Set exercise
Edit all of the records below so that "row-crop scouting" becomes "venue inspection" wherever it occurs, with every other line unchanged. Leave the pictures out of your answer.

Input material

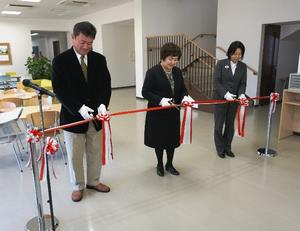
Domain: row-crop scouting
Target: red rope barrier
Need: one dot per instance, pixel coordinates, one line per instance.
(209, 101)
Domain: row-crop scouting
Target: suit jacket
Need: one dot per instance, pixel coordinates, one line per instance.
(162, 128)
(73, 90)
(224, 80)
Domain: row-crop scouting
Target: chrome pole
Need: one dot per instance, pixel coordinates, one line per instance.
(36, 223)
(267, 152)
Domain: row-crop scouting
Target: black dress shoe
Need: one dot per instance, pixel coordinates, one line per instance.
(221, 155)
(160, 170)
(172, 170)
(230, 153)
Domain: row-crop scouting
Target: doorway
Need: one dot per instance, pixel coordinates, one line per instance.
(269, 61)
(119, 50)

Exercise solution
Domain: venue inspection
Target: red rope barrier
Need: one dot per instance, pixel coordinates, one line per instance.
(209, 101)
Domain: venue inspection
Target: suit jacket
Need: one dot per instance, pixel coordinates, one line per instance.
(162, 128)
(73, 90)
(224, 80)
Domain: venue inspection
Target: chrome pole
Need: one dot per instance, pixel coordinates, one line per instance.
(36, 223)
(267, 152)
Domain: venue inspection
Target: black dress shoe
Need: one dot per instance, pixel coordinates, one line per instance.
(221, 155)
(160, 170)
(172, 170)
(230, 153)
Domain: venue inspection
Target: doorway
Need: one dot per instance, pixel coordinates, one line per instance.
(269, 61)
(119, 50)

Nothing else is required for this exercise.